**CHECK YOUR UNDERSTANDING**:
**A.** Using the article on fourth COVID-19 vaccine doses, answer these:
(i) How many health care workers received a fourth dose of the Moderna vaccine in the Sheba Medical Center study?
(ii) In what month was the omicron variant first identified?
(iii) As of January, who does the CDC recommend receive fourth doses?
**B.** Translate this sentence from the article on fourth COVID-19 vaccine doses into Spanish: "Pfizer and Moderna shots seemed to be equally effective."

While early data regarding a fourth dose of Pfizer BioNTech and Moderna COVID-19 vaccines indicate they increase antibodies, the boost is likely not enough to protect from omicron infection.
Dr. Gili Regev-Yochay, director of the Infection Prevention and Control Unit at Sheba Medical Center in Ramat Gan, Israel, said the level of antibodies needed to prevent omicron infection “is probably too high for the vaccine, even if it's a good vaccine,” according to CNN.
As of this week, more than 99 percent of COVID-19 cases in the U.S. are caused by the omicron variant of the virus, per Centers for Disease Control and Prevention data. This variant was first identified in November and caused case spikes around the world.
The following month, Sheba Medical Center started trialing a fourth dose of the vaccines for healthy people ahead of a rollout of the shots for at-risk individuals – the first study of its kind. This study included 154 health care workers who were given a fourth dose of the Pfizer vaccine, 120 who were given a fourth dose of the Moderna vaccine and a control group who did not receive fourth doses.
Early data indicates individuals produced more antibodies after the fourth shot than after the third, with fewer infections observed among those who got the vaccine. Pfizer and Moderna shots seemed to be equally effective.
“These are very preliminary results,” Regev-Yochay said Monday. “This is before any publication, but we’re giving it out since we understand the urgency of the public to get any information possible about the fourth dose.”
In the U.S. third booster doses are currently available to those who received Pfizer and Moderna two-dose vaccines, as well as boosters for those who received the single-shot Johnson & Johnson vaccine. As of January, the CDC recommends that only immunocompromised people receive fourth doses, since they recommend a three-dose initial vaccine series to those individuals.

**INFORMATION GIVEN**:
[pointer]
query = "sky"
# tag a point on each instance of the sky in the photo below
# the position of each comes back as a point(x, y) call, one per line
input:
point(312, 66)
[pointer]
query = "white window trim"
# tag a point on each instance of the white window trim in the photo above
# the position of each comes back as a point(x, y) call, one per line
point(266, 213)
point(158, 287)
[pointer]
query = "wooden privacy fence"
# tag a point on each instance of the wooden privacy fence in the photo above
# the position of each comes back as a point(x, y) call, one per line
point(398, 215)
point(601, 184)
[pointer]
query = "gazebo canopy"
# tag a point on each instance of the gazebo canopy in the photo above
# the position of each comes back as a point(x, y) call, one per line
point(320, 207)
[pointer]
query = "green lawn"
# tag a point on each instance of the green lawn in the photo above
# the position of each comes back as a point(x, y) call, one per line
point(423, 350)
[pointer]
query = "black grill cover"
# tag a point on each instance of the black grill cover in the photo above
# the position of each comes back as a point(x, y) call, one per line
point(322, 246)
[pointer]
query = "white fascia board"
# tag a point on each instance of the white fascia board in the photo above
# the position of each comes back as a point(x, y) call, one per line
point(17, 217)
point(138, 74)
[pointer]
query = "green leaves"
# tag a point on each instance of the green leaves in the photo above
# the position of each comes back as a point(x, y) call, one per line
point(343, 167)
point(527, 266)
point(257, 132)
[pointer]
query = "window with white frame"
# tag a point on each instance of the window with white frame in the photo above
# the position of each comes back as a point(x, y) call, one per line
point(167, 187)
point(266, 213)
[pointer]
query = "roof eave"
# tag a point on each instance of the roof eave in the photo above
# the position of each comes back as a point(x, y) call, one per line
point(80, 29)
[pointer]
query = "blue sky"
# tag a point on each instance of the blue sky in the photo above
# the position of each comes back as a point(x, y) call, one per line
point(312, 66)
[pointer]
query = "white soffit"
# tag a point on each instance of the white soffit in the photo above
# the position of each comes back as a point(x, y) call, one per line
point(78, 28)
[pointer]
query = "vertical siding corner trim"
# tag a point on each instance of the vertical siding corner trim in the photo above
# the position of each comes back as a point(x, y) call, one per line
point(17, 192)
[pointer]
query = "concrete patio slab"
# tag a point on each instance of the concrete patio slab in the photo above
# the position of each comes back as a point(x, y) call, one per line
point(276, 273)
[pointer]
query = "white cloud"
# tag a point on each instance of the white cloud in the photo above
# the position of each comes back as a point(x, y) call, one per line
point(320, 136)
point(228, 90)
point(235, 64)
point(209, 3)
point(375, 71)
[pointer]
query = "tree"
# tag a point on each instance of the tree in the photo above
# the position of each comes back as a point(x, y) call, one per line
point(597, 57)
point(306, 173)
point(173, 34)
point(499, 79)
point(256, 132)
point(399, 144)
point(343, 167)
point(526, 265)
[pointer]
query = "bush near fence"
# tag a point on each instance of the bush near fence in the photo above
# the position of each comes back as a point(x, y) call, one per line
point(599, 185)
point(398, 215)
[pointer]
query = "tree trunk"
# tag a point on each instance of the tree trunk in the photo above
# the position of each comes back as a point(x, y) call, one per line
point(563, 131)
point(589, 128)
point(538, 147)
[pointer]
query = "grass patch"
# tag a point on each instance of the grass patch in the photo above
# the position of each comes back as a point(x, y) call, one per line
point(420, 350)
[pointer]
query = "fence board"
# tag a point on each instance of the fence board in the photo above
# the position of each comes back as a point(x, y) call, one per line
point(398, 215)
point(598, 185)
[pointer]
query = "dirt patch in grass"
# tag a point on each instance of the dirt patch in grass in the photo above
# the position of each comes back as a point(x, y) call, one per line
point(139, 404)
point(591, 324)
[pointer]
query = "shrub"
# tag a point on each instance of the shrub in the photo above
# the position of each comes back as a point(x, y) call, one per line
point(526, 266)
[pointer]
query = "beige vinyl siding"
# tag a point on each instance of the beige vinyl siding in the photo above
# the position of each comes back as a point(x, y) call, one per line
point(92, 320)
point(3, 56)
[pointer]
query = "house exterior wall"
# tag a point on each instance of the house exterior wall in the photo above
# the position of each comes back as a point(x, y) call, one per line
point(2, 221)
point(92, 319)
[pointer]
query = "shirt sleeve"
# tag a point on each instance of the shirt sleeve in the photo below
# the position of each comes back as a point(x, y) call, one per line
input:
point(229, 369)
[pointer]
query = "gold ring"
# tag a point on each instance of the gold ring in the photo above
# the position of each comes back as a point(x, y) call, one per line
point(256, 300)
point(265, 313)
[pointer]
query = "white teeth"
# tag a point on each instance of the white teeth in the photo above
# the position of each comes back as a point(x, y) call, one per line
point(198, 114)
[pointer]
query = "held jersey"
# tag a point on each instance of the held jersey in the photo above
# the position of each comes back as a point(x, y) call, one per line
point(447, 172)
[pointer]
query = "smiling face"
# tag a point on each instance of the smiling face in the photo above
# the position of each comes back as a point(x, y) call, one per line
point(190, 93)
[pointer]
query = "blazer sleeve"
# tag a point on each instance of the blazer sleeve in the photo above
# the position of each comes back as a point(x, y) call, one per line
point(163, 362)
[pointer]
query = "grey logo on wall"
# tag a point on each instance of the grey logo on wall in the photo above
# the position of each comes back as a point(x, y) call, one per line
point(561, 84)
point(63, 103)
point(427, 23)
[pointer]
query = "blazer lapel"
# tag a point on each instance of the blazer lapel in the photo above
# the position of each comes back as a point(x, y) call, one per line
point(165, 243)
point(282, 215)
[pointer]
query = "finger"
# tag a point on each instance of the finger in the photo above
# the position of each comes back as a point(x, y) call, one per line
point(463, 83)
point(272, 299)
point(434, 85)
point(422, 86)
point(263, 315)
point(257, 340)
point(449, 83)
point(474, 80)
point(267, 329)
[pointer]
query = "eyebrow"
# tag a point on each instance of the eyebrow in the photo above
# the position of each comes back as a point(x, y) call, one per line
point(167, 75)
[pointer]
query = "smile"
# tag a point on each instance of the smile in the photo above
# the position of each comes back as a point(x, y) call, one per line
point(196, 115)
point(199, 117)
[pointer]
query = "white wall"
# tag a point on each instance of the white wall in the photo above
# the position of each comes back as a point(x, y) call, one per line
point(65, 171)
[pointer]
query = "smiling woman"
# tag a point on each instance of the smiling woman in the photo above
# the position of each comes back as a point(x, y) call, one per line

**WRITTEN ANSWERS**:
**A.**
(i) 120
(ii) November
(iii) Only immunocompromised people

**B.** Las vacunas de Pfizer y Moderna parecieron ser igualmente eficaces.